To do: Reproduce word for word the passage of the news briefs below that opens with the words "Al-Qaeda-linked rebel forces withdraw" and closes with "attack and flee.".

Selected text:
Theater J and the D.C. Federation did not immediately return requests for comment from JNS.org.

John Kerry comment that Syria strike would be ‘unbelievably small’ criticized by ZOA
(JNS.org) The Zionist Organization of America (ZOA) slammed Secretary of State John Kerry for his comment that a U.S. strike in response to Syria’s use of chemical weapons against civilians would be “unbelievably small.”

“We’re not going to war,” Kerry said Monday in London. “We will not have people at risk in that way. We will be able to hold [Syrian President] Bashar Assad accountable without engaging in troops on the ground or any other prolonged kind of effort in a very limited, very targeted, very short-term effort that degrades his capacity to deliver chemical weapons without assuming responsibility for Syria’s civil war. That is exactly what we’re talking about doing—[an] unbelievably small, limited kind of effort.”

ZOA National President Mort Klein on Tuesday called Kerry’s statement “ill-conceived” because the U.S. “should do all that is necessary to eliminate Assad’s biological and chemical weapons to the fullest extent possible.”

“What if knocking out, for example, a WMD site or command center requires an extra strike, another missile, a small incursion by special forces on the ground, or a further strike a day after some arbitrary cut-off date? Secretary Kerry’s statement undermines any sense of Obama Administration resolve and will reduce the support it seeks from Congress,” Klein said in a statement.

Al-Qaeda-linked rebel forces withdraw from Syrian Christian village
(JNS.org) Reports indicate that Al-Qaeda-linked rebel forces have withdrawn from the Syrian Christian village of Maaloula after heavy fighting that saw many Christian residents come under attack and flee.

Maaloula, located 56 kilometers from Damascus, is an ancient Christian town where many of the residents still speak Aramaic, the same language spoken by Jesus. The village has also played an important role in early Christianity. According to legend, Taqla, an early Christian saint and pupil of St. Paul, was being pursued by Roman soldiers when she came upon a mountain, and after praying, she was able to escape. Today, the village is home to numerous Christian churches and monasteries, including one named after Taqla.

(Collected data)

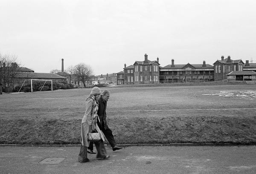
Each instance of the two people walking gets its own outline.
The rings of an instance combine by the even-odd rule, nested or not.
[[[105,159],[110,157],[107,154],[104,143],[105,139],[101,130],[104,133],[113,151],[122,148],[116,146],[112,131],[108,128],[107,123],[106,108],[110,93],[108,90],[104,90],[102,93],[102,96],[101,96],[102,93],[100,89],[98,87],[94,87],[86,99],[85,113],[81,123],[81,146],[78,156],[78,160],[81,163],[89,161],[87,156],[87,152],[96,153],[93,151],[92,143],[90,142],[90,142],[87,139],[87,135],[93,131],[96,131],[99,133],[101,138],[99,141],[94,142],[97,152],[96,159]],[[89,148],[87,149],[88,147]]]

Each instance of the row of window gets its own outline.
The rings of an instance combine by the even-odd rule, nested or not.
[[[127,82],[133,82],[133,76],[127,76]],[[135,81],[136,82],[138,82],[139,81],[140,82],[142,82],[143,81],[143,78],[142,77],[142,75],[140,76],[140,79],[139,78],[139,76],[136,75],[134,76]],[[151,76],[149,76],[149,81],[152,81],[152,78]],[[145,81],[147,81],[148,80],[148,76],[144,76],[144,80]],[[154,75],[153,76],[153,80],[154,81],[158,81],[158,75]]]
[[[227,65],[226,65],[227,66]],[[233,65],[233,69],[234,71],[236,71],[236,65]],[[223,65],[222,73],[225,73],[225,65]],[[221,73],[221,65],[216,65],[215,66],[215,73]],[[243,65],[238,65],[238,71],[242,71],[243,70]],[[230,65],[227,65],[227,72],[230,72]]]
[[[144,69],[145,70],[147,71],[148,70],[148,66],[145,66],[144,67],[145,67],[145,69]],[[142,72],[142,70],[143,70],[143,66],[140,65],[140,72]],[[132,73],[131,72],[132,70],[133,72]],[[131,73],[133,73],[133,70],[131,70]],[[135,72],[139,72],[139,65],[135,66],[134,71]],[[149,66],[149,71],[150,72],[152,71],[152,66]],[[157,65],[153,65],[153,72],[158,72],[158,66]],[[127,73],[130,73],[129,72],[130,72],[129,70],[128,70],[127,71]]]
[[[229,79],[236,79],[236,76],[228,76]],[[251,76],[244,76],[244,79],[256,79],[256,76],[253,75]]]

Result for this exercise:
Al-Qaeda-linked rebel forces withdraw from Syrian Christian village
(JNS.org) Reports indicate that Al-Qaeda-linked rebel forces have withdrawn from the Syrian Christian village of Maaloula after heavy fighting that saw many Christian residents come under attack and flee.